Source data
■ ■ ■ ■

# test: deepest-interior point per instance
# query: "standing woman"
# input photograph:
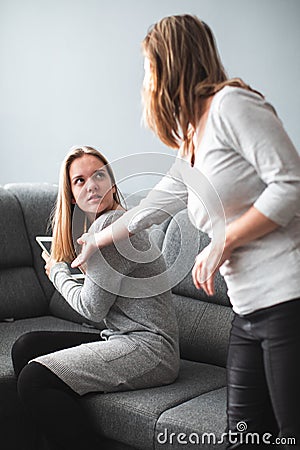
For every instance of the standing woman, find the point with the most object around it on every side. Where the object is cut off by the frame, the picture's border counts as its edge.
(138, 347)
(228, 132)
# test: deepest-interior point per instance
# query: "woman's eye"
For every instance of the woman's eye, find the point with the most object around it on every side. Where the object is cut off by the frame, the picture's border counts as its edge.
(100, 175)
(79, 181)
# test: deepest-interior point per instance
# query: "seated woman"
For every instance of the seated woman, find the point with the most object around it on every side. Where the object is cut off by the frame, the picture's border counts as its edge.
(138, 347)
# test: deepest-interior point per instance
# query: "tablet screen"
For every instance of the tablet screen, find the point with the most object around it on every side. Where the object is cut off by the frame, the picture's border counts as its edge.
(45, 243)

■ ■ ■ ■

#### [Exercise prompt]
Report each line of the records above that contains the word "woman".

#### [Final result]
# query: "standing woman"
For every instance of the standing woman, find the point with the most object around it on every side. Where the object is cut off by the frame, the picture's border counts as its edge.
# query: "woman's eye"
For every instance of the woman's eye, find the point with the most object around it on every side. Where the object is cut off by the frame, the picture's border counts as its edge.
# query: "seated woman"
For every instance of the seated woman, find the point with the most object around it on every side. Where the object is cut off by the frame, the picture's border counts as its edge.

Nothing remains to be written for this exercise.